▶ Reading text
• • • • • • •

PONTE VEDRA BEACH, Fla.

In a playoff for the first time on the PGA Tour, K.J. Choi conquered an island green and more pressure than he can remember Sunday to win The Players Championship.

He won’t forget the way it ended — and neither will David Toms.

Toms went from narrowly missing an 18-foot birdie putt for the win on the 17th hole at the TPC Sawgrass to missing a 3 1/2-foot comeback putt for par, handing Choi the biggest win of his career.

On a hole that is designed to provide great theater, the finish fell a little flat.

Moments earlier, Toms hit his best shot of the week from a divot in the 18th fairway and made an 18-foot birdie putt — only the fourth birdie on that hole in the final round — that got him into a playoff.

Then came the sudden-death playoff at one of the most infamous par 3s in the world. Toms looked to have the advantage when his shot settled 18 feet away and Choi was on the other side of the green.

But the South Korean hit a beautiful lag to just inside 3 feet that he ultimately tapped in for his eighth career PGA Tour win, and his first in three years. He became the fourth consecutive international player to win the PGA Tour’s premier tournament.

Toms said his short putt was uphill and into the Bermuda grain, and he knew it had to be hit solidly.

• • • • • • •

▶ Request A
Answer these questions about the Players Championship report, one line each:
(i) How long was the comeback putt for par that Toms missed on the 17th hole?
(ii) Which career PGA Tour win did this victory give Choi?
(iii) How did Toms describe his short putt?
▶ Request B
Write the next few sentences of the Players Championship report, picking up after its final sentence.

▶ Data items

• • • • • • •

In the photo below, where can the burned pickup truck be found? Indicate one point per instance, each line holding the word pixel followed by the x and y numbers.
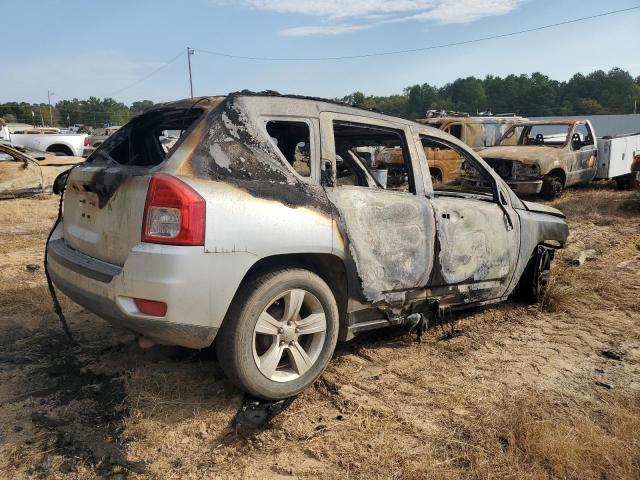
pixel 23 174
pixel 547 156
pixel 266 231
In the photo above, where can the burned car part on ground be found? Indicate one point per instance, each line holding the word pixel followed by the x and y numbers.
pixel 544 157
pixel 275 226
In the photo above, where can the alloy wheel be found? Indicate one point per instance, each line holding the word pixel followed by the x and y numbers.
pixel 289 335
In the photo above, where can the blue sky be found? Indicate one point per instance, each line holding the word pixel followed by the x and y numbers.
pixel 78 48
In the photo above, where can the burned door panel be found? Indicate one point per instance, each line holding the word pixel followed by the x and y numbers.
pixel 477 250
pixel 390 237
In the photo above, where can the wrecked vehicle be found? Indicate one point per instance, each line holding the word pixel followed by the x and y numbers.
pixel 547 157
pixel 45 140
pixel 476 131
pixel 21 174
pixel 263 230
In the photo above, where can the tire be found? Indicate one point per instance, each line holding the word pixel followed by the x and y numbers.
pixel 249 341
pixel 623 182
pixel 534 280
pixel 552 186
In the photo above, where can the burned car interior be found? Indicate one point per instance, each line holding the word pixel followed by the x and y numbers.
pixel 140 143
pixel 471 179
pixel 293 141
pixel 363 148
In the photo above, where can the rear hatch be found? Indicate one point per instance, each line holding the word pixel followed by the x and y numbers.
pixel 105 196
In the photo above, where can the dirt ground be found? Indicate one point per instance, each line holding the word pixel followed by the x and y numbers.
pixel 515 392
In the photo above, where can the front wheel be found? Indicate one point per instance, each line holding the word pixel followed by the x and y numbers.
pixel 279 334
pixel 552 186
pixel 535 279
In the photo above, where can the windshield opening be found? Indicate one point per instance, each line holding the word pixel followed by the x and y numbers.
pixel 550 135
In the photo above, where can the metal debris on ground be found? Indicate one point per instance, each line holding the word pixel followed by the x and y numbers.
pixel 256 413
pixel 608 386
pixel 613 355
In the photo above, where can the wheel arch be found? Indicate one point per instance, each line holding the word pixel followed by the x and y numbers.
pixel 328 267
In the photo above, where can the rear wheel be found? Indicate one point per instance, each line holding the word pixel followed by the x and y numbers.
pixel 552 186
pixel 535 279
pixel 279 334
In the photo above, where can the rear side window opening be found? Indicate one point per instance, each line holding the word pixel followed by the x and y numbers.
pixel 293 139
pixel 147 140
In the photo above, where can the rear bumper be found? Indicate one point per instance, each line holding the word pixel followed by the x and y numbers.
pixel 196 286
pixel 531 187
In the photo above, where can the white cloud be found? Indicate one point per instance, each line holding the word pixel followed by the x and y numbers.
pixel 101 73
pixel 457 11
pixel 365 14
pixel 327 29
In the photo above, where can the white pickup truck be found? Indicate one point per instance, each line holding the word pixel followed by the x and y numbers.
pixel 40 140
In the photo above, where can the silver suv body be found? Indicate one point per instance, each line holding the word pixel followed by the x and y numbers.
pixel 266 229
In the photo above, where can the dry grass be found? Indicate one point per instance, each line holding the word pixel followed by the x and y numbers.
pixel 513 397
pixel 537 436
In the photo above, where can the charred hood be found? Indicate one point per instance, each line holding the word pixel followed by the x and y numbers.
pixel 524 154
pixel 540 208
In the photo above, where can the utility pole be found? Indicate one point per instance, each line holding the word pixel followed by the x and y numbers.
pixel 49 95
pixel 190 51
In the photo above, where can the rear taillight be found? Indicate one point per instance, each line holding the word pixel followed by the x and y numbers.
pixel 174 213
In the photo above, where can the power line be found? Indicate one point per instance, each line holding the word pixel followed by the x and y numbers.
pixel 137 82
pixel 413 50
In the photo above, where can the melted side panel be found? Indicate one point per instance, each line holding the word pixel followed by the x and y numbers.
pixel 389 237
pixel 537 228
pixel 475 246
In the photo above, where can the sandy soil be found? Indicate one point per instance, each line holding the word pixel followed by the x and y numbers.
pixel 515 392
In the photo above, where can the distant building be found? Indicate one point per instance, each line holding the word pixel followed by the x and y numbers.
pixel 607 125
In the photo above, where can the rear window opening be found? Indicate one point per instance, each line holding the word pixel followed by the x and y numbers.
pixel 293 140
pixel 147 140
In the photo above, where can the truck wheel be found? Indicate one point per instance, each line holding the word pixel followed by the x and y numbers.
pixel 279 334
pixel 535 278
pixel 552 186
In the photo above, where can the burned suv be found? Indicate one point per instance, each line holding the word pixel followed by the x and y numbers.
pixel 272 229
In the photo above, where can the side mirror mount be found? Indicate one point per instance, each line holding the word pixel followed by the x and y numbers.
pixel 60 182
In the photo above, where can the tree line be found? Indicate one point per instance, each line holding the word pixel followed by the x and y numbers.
pixel 535 95
pixel 93 112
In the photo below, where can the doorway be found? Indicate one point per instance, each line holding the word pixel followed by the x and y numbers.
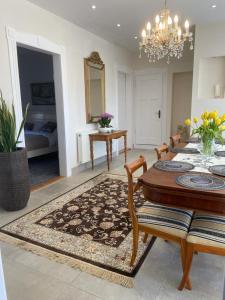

• • • • • • •

▶ Exercise result A
(i) 3 1/2 feet
(ii) His eighth
(iii) Uphill and into the Bermuda grain

▶ Exercise result B
“I kind of hit it on the toe and didn’t get it rolling, and when I looked up it was left,” he said. “It was just a bad putt. No excuses, no spike marks, no ball marks, no nothing. Maybe a lot of pressure. But other than that, there was no excuse.”

Choi closed with a 2-under 70, making a par putt from just inside 5 feet that set up the playoff.

Toms also finished with with a 70, and that short putt he missed on the 17th green might not be the only shot that haunts him. Leading by one, he went for the green on the par-5 16th and hit into the water, leading to a bogey.

This from a guy who was famous 10 years ago for laying up on the par-4 18th at Altanta Athletic Club to win his lone major at the PGA Championship.

Even so, he showed some grit at the end with a birdie on the final hole at Sawgrass, which soon was forgotten.

“I’m disappointed,” Toms said. “But the way I played 18 shows that I still can do it when I need to. I’ve got to work on my putting a little bit. I could have put some distance between myself and my competitors.”